* Task objective
Print what the records say exactly, and omit the pictures.

* Exercise data
- - - - -
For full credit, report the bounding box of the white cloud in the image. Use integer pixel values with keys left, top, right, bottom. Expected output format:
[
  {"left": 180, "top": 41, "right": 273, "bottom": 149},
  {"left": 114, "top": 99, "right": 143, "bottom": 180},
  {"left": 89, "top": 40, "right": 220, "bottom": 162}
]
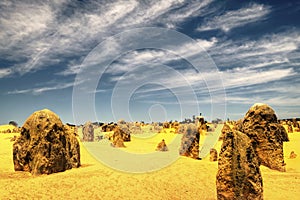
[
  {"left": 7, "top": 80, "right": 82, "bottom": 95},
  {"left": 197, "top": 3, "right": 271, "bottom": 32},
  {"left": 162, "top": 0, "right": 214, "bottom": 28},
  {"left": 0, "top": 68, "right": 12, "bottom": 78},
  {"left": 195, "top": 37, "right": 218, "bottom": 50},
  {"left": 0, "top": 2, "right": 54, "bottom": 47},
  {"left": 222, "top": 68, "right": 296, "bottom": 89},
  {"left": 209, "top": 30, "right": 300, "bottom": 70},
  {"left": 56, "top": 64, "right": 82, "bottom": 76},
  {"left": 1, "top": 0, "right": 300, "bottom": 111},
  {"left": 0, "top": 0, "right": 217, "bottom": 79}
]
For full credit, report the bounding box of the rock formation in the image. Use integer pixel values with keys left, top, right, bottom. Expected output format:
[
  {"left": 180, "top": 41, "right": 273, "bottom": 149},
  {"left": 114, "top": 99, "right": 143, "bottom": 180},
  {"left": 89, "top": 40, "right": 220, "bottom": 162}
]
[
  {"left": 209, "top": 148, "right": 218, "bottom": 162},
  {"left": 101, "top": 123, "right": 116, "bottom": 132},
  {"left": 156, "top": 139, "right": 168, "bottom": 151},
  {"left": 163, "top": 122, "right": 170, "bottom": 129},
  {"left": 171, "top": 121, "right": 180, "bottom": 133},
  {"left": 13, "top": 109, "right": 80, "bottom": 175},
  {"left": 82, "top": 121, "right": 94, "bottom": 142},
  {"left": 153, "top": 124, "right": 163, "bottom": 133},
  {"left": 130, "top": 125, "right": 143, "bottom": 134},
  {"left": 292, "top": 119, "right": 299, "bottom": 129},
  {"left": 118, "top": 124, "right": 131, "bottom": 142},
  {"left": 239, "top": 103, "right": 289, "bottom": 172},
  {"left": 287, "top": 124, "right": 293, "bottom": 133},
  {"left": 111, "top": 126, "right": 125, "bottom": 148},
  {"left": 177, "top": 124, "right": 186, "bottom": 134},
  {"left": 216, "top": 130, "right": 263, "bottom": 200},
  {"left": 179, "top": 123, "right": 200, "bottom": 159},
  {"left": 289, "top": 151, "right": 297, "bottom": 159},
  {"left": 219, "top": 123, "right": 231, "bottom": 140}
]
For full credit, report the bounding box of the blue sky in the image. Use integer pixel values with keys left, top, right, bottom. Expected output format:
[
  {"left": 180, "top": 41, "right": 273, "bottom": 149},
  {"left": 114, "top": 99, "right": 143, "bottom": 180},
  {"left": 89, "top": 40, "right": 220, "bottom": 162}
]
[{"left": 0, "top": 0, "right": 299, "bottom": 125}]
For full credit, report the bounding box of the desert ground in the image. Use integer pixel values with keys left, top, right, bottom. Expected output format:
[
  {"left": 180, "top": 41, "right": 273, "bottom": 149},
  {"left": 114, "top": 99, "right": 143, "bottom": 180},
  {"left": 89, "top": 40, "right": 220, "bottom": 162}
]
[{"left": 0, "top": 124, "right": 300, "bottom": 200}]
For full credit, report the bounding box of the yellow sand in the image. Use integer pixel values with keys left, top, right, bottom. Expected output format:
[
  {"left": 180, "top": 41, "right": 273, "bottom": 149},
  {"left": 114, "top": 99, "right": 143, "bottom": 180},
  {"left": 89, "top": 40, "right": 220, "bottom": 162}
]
- - - - -
* The completed task
For full credit, report the bounding box of the white cloud in the image. Use integer pixel values with keys left, top, right, bottom. Expected output format:
[
  {"left": 180, "top": 41, "right": 273, "bottom": 149},
  {"left": 114, "top": 99, "right": 143, "bottom": 180},
  {"left": 89, "top": 40, "right": 220, "bottom": 162}
]
[
  {"left": 7, "top": 80, "right": 82, "bottom": 95},
  {"left": 197, "top": 3, "right": 271, "bottom": 32},
  {"left": 162, "top": 0, "right": 214, "bottom": 28},
  {"left": 0, "top": 68, "right": 12, "bottom": 78},
  {"left": 195, "top": 37, "right": 218, "bottom": 50},
  {"left": 0, "top": 2, "right": 54, "bottom": 47},
  {"left": 222, "top": 68, "right": 296, "bottom": 89},
  {"left": 209, "top": 30, "right": 300, "bottom": 70},
  {"left": 56, "top": 64, "right": 82, "bottom": 76},
  {"left": 1, "top": 0, "right": 300, "bottom": 111},
  {"left": 0, "top": 0, "right": 217, "bottom": 79}
]
For full credit, report the bounding box of the rock formation in the image. Use integer pixel values with keys left, top, right, bottom. Expected output format:
[
  {"left": 180, "top": 41, "right": 273, "bottom": 149},
  {"left": 114, "top": 99, "right": 143, "bottom": 180},
  {"left": 89, "top": 40, "right": 220, "bottom": 162}
]
[
  {"left": 209, "top": 148, "right": 218, "bottom": 162},
  {"left": 101, "top": 123, "right": 116, "bottom": 132},
  {"left": 156, "top": 139, "right": 168, "bottom": 151},
  {"left": 163, "top": 122, "right": 170, "bottom": 129},
  {"left": 171, "top": 121, "right": 180, "bottom": 133},
  {"left": 13, "top": 109, "right": 80, "bottom": 175},
  {"left": 82, "top": 121, "right": 94, "bottom": 142},
  {"left": 153, "top": 124, "right": 163, "bottom": 133},
  {"left": 130, "top": 125, "right": 143, "bottom": 134},
  {"left": 292, "top": 119, "right": 299, "bottom": 129},
  {"left": 118, "top": 124, "right": 131, "bottom": 142},
  {"left": 239, "top": 103, "right": 289, "bottom": 172},
  {"left": 287, "top": 124, "right": 293, "bottom": 133},
  {"left": 111, "top": 126, "right": 125, "bottom": 148},
  {"left": 177, "top": 124, "right": 186, "bottom": 134},
  {"left": 216, "top": 130, "right": 263, "bottom": 200},
  {"left": 179, "top": 123, "right": 200, "bottom": 159},
  {"left": 289, "top": 151, "right": 297, "bottom": 159},
  {"left": 219, "top": 123, "right": 231, "bottom": 140}
]
For full credit, report the bounding box of the blue sky in the image. Use integer pixel values with keys left, top, right, bottom. Expected output format:
[
  {"left": 180, "top": 41, "right": 273, "bottom": 149},
  {"left": 114, "top": 99, "right": 143, "bottom": 180},
  {"left": 89, "top": 40, "right": 220, "bottom": 162}
]
[{"left": 0, "top": 0, "right": 299, "bottom": 125}]
For full credit, report the bounding box of the desert ground in the image. Use integer pixel values with keys left, top, right, bottom. Expected output format:
[
  {"left": 180, "top": 41, "right": 273, "bottom": 149},
  {"left": 114, "top": 99, "right": 143, "bottom": 180},
  {"left": 89, "top": 40, "right": 220, "bottom": 162}
]
[{"left": 0, "top": 124, "right": 300, "bottom": 200}]
For full credit, report the bounding box of the yellow sand in the image. Use integer pixel values with keys left, top, right, bottom. Expected output format:
[
  {"left": 180, "top": 41, "right": 273, "bottom": 149},
  {"left": 114, "top": 99, "right": 143, "bottom": 180},
  {"left": 89, "top": 40, "right": 220, "bottom": 162}
]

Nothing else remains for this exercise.